Tasks:
1. In the boxing text, where did Smith go with Bivol on Thursday?
2. Please return every line of the listing that contains the string "wheel". Case counts.

Smith (24-2, 20 KOs), 29, a New Yorker from Long Island, said he respects Bivol (15-0, 11 KOs) but believes he can exploit Bivol's weaknesses.

"He's a great fighter and he's very busy [with his punches], but I believe there are a lot of things that are in my favor," said Smith, who visited the nearby International Boxing Hall of Fame with Bivol and posed for numerous photos with him Thursday. "I'm bigger than him. I believe I can be faster. And I'm gonna show that fight night. I definitely have a lot more power than him. I don't believe he has the power to hurt me with any punch.

"He is dangerous because he throws a lot of combinations, but sometimes he's really aggressive and throws wild shots, and I believe if I punch with him, I will land something of mine and I can hurt him."

The respect is mutual.

Provided records:

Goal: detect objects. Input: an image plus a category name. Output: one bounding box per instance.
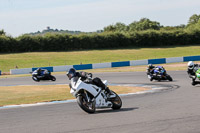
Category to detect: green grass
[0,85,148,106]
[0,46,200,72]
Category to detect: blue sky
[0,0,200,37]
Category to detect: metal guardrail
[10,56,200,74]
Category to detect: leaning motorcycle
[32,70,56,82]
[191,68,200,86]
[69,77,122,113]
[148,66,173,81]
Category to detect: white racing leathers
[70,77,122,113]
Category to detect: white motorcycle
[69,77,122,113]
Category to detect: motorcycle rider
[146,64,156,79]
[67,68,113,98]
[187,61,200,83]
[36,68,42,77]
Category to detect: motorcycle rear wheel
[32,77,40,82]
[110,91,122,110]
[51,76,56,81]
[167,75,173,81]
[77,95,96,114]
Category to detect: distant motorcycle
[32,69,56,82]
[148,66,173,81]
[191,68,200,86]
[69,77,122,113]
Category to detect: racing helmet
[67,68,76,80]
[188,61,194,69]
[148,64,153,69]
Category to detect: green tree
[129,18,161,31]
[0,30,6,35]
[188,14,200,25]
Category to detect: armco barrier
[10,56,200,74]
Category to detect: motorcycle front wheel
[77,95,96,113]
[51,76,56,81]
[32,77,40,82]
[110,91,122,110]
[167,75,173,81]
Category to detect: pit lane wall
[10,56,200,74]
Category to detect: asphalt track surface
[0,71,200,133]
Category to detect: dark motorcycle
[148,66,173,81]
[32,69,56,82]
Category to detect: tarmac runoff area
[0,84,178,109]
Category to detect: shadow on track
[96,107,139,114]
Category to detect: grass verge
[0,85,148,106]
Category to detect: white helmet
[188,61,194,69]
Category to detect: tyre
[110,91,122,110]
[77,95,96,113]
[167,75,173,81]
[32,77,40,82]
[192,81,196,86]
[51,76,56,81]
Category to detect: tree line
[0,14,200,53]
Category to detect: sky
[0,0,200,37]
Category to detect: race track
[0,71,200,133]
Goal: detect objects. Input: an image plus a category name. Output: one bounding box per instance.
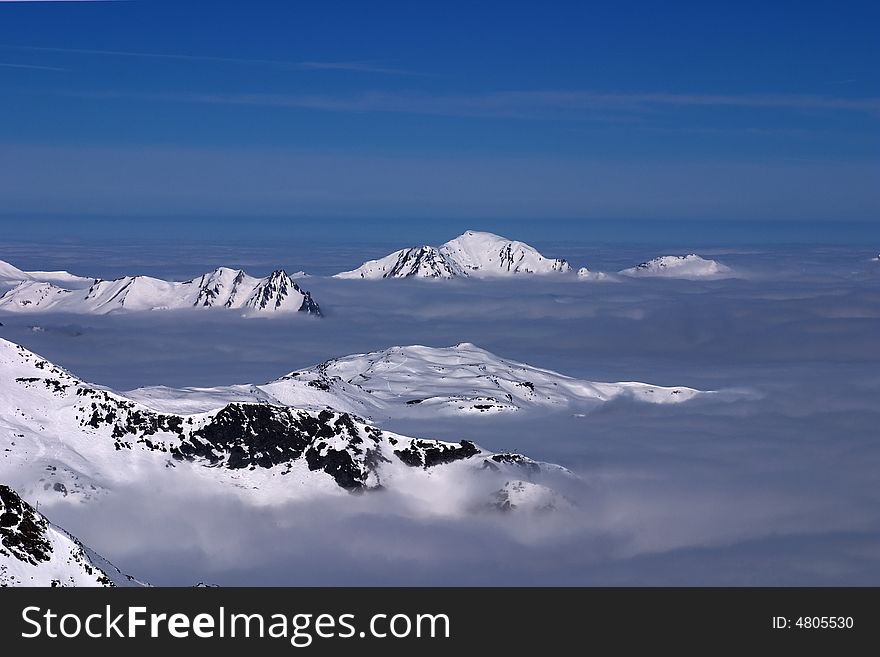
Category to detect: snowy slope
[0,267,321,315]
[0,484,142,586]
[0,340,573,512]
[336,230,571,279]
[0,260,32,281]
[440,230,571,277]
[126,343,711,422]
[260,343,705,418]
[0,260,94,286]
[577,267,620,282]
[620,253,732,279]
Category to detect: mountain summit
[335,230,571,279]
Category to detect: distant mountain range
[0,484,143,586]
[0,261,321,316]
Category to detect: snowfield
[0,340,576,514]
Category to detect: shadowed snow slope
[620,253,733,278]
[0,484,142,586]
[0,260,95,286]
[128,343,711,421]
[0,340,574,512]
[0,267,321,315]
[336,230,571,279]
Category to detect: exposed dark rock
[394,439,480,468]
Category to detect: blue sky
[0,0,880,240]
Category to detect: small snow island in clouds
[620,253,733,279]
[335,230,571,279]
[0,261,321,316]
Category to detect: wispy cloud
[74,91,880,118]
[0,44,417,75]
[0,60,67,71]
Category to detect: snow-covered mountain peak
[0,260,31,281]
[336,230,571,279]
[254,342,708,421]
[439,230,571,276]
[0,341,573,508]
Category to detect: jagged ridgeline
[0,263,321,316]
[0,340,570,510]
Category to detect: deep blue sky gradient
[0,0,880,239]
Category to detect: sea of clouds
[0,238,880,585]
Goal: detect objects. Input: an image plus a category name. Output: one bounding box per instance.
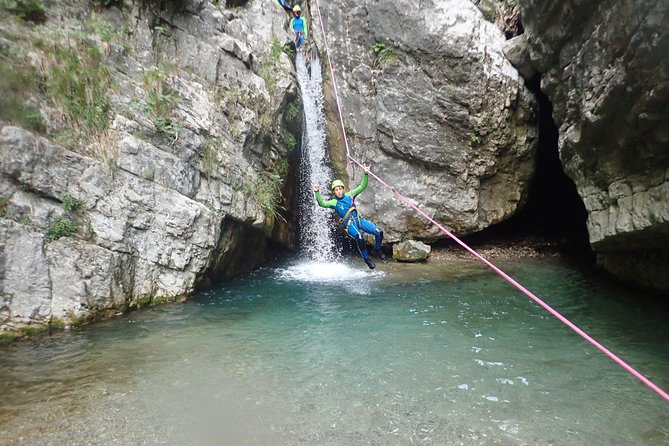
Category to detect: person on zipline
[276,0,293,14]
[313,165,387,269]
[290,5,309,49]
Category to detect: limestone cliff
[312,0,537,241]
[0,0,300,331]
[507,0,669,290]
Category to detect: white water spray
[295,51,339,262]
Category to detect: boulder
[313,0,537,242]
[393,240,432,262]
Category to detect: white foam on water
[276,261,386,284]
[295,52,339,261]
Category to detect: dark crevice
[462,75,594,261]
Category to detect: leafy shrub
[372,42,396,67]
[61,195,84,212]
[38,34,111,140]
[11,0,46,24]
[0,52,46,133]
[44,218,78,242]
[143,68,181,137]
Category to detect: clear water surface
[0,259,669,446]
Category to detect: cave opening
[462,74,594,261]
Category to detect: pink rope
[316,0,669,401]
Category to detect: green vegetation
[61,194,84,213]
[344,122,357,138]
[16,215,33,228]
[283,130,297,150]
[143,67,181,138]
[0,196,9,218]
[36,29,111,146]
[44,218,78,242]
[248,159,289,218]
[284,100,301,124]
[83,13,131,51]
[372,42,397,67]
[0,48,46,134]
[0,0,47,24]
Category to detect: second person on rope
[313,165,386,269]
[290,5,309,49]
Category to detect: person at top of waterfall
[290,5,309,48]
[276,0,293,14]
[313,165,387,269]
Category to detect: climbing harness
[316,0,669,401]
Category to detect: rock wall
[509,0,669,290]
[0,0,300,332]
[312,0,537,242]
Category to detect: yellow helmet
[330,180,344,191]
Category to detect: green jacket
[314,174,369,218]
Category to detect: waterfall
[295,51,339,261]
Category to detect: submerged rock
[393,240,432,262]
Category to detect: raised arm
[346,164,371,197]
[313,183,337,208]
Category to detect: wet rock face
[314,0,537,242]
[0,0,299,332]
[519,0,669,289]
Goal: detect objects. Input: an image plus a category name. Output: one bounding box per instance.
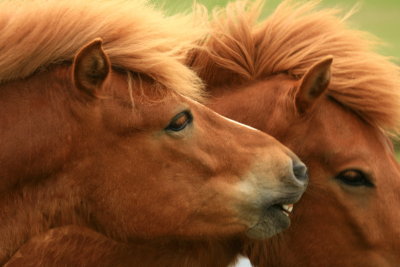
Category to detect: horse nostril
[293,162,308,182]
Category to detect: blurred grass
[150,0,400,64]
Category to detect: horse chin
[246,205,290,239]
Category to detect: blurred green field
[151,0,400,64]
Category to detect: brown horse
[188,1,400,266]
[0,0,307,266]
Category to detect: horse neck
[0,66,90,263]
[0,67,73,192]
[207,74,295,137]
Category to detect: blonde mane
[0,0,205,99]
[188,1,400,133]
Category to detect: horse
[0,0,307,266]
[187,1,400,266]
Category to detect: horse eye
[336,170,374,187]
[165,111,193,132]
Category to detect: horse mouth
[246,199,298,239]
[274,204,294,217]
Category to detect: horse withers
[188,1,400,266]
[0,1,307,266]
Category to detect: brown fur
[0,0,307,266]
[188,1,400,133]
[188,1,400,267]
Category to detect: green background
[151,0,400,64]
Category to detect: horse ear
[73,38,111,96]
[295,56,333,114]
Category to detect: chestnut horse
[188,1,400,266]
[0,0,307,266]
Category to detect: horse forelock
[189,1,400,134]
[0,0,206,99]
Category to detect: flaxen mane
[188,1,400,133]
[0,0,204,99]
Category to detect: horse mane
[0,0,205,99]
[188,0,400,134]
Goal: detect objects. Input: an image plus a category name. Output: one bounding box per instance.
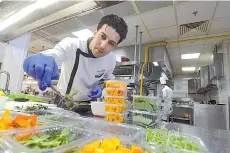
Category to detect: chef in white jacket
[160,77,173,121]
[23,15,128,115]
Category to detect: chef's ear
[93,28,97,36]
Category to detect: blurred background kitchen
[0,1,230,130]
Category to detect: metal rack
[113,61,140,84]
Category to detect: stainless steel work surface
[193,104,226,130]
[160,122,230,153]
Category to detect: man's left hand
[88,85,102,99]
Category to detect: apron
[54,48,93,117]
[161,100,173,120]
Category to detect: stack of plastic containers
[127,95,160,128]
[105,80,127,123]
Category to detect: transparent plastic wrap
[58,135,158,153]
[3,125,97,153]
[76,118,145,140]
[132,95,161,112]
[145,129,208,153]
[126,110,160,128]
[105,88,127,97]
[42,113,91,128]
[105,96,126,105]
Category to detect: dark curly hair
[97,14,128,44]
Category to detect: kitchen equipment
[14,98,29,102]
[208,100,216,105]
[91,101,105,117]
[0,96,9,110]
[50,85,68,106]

Outputs in order:
1. The nearby International Boxing Hall of Fame.

2.
Category to detect: motorcycle rear wheel
Category to detect: motorcycle front wheel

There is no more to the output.